__Entries from a pointing dataset__:
[BEGIN]

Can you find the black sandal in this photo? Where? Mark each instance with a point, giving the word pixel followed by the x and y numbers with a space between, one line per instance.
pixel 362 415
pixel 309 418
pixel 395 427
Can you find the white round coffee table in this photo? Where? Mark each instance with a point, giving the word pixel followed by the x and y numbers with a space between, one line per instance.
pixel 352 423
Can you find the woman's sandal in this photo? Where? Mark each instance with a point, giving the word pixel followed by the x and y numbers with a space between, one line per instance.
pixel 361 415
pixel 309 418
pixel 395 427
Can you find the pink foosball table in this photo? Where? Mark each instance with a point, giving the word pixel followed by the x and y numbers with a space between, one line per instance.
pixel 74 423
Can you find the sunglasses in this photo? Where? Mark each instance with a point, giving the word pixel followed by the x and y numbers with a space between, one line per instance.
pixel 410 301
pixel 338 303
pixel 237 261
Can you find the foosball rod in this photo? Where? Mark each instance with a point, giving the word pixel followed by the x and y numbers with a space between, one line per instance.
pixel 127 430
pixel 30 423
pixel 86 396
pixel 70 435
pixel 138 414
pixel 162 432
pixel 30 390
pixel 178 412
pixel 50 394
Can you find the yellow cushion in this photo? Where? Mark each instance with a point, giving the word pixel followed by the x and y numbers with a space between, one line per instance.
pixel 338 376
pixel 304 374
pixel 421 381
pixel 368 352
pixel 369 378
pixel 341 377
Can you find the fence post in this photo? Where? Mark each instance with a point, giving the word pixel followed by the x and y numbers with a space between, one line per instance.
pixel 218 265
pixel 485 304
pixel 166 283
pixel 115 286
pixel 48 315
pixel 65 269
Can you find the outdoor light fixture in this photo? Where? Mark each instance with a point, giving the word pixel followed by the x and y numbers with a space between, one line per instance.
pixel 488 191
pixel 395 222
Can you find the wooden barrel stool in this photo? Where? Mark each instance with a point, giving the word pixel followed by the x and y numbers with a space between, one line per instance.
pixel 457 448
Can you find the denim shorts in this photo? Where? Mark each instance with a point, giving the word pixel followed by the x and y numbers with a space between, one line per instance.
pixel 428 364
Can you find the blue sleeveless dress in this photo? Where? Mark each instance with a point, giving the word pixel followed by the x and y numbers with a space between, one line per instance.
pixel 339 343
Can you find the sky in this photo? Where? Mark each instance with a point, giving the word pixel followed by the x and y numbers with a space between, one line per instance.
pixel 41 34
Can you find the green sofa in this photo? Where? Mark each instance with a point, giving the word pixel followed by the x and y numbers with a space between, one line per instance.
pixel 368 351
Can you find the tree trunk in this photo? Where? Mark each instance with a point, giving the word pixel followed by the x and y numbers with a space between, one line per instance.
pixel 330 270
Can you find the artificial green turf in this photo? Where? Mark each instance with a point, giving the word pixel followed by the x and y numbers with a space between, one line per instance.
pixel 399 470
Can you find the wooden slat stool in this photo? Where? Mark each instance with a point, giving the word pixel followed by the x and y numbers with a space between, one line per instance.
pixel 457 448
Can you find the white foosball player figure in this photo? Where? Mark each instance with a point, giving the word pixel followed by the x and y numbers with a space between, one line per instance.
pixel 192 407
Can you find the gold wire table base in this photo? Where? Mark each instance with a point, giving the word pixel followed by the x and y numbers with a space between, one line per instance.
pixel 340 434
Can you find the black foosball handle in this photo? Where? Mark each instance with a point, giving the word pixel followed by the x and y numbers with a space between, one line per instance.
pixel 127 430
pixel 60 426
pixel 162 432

[END]
[BEGIN]

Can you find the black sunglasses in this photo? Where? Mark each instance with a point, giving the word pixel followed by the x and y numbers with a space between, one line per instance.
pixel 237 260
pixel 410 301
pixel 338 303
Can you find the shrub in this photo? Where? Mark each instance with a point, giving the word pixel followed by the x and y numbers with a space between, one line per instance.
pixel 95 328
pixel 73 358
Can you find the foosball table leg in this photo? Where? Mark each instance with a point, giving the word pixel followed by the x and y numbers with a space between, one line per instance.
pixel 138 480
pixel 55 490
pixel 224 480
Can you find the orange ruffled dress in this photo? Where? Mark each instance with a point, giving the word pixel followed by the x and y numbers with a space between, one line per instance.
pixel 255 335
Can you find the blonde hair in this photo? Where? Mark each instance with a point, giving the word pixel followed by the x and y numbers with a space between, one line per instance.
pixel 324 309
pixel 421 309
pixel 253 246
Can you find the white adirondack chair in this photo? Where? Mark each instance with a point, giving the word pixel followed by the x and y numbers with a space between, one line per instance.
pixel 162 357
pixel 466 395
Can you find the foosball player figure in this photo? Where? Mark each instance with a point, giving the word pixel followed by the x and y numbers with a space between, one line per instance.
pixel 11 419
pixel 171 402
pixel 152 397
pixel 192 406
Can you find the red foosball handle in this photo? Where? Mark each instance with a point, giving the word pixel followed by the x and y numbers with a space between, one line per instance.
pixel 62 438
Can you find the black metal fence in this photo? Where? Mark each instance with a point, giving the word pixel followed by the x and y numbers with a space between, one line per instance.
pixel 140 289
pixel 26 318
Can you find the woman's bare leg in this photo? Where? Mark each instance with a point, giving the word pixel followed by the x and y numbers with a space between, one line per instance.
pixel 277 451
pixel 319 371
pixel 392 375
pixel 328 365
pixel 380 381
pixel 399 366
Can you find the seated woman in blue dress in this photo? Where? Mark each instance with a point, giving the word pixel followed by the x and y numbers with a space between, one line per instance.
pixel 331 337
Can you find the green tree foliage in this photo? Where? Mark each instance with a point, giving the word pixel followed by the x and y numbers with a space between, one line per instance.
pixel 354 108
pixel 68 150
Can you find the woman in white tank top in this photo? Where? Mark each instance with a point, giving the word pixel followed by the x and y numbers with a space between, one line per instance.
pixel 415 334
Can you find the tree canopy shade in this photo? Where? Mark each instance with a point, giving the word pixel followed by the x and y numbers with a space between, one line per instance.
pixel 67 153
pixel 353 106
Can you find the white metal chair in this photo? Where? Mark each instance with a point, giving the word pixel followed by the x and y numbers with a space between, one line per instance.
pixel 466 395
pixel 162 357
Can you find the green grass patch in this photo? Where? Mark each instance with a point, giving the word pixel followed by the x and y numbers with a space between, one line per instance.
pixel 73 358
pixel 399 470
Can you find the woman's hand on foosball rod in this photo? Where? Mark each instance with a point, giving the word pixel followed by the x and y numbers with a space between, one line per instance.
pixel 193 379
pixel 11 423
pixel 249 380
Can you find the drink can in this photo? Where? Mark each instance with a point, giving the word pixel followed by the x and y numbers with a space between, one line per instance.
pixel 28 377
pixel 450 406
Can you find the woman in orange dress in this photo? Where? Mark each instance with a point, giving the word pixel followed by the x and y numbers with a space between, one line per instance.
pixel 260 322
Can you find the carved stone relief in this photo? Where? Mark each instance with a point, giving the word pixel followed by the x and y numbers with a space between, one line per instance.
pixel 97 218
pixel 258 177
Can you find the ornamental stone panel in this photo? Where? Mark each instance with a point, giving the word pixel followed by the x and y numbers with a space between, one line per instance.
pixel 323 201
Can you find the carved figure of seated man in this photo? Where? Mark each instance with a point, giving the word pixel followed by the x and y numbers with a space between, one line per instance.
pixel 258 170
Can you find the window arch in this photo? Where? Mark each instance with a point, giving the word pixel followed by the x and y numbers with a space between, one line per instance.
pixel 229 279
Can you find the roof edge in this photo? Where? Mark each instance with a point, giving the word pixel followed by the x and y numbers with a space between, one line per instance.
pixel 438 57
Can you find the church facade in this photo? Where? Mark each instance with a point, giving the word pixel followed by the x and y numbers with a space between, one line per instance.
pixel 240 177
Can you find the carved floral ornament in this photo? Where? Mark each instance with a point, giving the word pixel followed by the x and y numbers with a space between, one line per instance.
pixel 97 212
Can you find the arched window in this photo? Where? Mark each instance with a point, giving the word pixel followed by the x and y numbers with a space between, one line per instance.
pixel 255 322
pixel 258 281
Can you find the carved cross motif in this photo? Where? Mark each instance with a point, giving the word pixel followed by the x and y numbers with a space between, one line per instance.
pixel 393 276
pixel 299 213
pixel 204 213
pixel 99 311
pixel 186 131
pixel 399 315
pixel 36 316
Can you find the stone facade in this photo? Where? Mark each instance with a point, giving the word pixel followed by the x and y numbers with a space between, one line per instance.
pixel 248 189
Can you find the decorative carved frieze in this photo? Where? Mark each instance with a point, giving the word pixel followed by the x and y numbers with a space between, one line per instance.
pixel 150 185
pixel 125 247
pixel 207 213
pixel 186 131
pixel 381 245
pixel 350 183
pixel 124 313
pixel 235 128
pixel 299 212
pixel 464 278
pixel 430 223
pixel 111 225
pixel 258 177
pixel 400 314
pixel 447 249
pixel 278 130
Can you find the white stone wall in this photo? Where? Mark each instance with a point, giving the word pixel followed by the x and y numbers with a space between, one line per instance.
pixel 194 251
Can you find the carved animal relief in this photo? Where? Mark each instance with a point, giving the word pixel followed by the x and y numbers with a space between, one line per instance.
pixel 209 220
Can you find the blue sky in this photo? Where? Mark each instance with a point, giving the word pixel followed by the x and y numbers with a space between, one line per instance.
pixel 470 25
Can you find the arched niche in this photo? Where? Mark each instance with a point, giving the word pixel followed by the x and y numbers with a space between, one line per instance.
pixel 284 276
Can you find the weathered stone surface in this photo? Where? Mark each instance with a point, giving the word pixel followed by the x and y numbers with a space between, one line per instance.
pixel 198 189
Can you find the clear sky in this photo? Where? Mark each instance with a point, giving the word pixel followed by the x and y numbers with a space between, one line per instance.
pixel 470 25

[END]
[BEGIN]

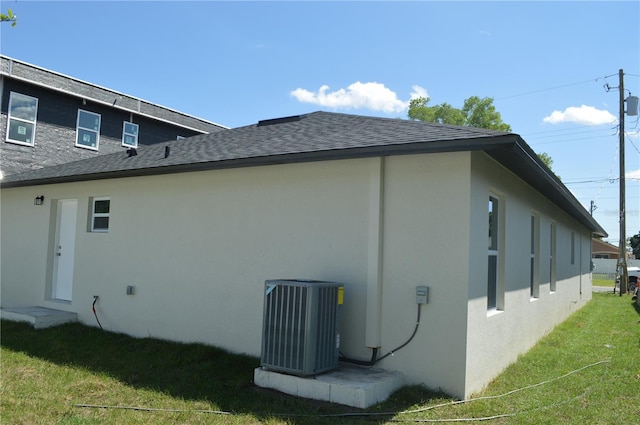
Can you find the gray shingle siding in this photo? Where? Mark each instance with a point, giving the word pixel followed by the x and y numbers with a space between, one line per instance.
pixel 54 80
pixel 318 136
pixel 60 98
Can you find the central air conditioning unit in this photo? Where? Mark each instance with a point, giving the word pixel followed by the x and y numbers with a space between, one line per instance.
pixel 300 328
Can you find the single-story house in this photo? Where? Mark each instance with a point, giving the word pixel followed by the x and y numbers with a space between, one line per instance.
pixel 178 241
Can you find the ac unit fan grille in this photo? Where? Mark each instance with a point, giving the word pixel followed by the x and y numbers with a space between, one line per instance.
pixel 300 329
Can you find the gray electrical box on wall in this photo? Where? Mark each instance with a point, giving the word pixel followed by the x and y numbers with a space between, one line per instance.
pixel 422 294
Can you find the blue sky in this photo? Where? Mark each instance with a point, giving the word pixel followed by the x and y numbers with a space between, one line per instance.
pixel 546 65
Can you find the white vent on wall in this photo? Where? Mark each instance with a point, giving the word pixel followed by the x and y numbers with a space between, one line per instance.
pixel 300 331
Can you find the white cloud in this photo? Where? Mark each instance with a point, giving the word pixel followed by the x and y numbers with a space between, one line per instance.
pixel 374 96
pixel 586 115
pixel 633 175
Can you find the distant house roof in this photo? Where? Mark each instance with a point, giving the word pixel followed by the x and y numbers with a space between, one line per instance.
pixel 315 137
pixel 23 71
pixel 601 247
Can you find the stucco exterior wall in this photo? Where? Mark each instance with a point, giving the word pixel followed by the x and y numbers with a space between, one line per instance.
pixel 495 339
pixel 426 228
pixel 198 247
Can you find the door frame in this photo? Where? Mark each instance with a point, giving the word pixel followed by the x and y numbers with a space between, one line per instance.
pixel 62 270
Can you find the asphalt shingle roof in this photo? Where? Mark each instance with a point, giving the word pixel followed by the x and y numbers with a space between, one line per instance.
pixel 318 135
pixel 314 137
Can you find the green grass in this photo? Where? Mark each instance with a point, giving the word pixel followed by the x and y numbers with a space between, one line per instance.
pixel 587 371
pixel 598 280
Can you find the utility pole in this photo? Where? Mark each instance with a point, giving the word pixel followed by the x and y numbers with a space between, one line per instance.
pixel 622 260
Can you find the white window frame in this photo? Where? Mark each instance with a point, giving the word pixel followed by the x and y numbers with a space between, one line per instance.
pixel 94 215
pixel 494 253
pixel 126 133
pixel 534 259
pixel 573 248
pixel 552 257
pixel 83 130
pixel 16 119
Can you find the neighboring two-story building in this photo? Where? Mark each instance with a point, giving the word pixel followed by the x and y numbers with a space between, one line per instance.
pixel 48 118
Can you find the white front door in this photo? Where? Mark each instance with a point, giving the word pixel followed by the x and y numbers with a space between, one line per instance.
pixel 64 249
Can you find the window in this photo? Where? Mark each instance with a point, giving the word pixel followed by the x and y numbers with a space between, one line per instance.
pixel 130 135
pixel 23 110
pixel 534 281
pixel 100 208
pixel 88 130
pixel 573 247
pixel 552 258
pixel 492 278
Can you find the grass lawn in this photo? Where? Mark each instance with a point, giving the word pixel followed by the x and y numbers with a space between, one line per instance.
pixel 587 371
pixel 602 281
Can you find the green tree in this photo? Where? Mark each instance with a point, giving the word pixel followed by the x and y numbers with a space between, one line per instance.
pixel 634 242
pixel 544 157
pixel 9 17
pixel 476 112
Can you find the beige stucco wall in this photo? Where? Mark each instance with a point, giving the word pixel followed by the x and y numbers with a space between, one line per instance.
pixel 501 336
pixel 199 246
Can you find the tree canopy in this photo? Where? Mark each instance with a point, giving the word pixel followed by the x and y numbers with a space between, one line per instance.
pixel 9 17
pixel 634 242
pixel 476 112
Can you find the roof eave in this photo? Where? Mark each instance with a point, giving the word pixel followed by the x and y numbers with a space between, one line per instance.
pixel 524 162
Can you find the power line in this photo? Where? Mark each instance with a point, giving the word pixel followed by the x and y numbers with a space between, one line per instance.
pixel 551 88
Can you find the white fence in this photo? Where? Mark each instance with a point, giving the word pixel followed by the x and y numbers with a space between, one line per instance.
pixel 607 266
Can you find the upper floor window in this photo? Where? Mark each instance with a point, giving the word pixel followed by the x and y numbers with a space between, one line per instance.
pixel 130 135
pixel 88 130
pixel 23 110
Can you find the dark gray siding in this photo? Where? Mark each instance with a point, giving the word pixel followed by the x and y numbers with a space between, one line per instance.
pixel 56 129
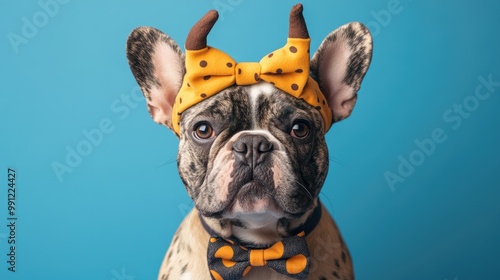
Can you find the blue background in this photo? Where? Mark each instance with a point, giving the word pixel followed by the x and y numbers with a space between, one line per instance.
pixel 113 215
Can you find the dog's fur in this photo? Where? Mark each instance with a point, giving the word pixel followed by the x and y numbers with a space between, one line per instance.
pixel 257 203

[END]

__To be done__: Copy out the entries above, beginning with the line that contains "Can you find the gray shingle" and ending with the line that contains "pixel 546 65", both lines included.

__The output__:
Can you find the gray shingle siding in this photo? Where? Mark each instance with a point, giving the word pixel followed by the x and y numbers with a space between, one line per instance.
pixel 54 80
pixel 318 136
pixel 60 98
Can you find the central air conditioning unit in this photo? Where? Mark each instance with a point, giving the word pixel followed by the x and y numbers with a space between, one line per instance.
pixel 300 328
Can you find the single-story house in this photo? Where? Mark each instance with a point, giving the word pixel followed by the x and y numbers with a space between, one line per instance.
pixel 178 241
Can you find the ac unit fan grille in this photo? Where? Mark each instance with a point, giving the word pixel followed by the x and y numbers with a space between, one line per instance.
pixel 300 329
Can you find the gray electrical box on wall in this photo? Where? Mark each instance with a point, giving the word pixel followed by the x and y numbers with a space between, one line per instance.
pixel 422 294
Can you find the blue sky in this photo? Where? Mark each instance with a point, giving the word pixel followed by the x and y numbers with a space between, one line per instance.
pixel 546 65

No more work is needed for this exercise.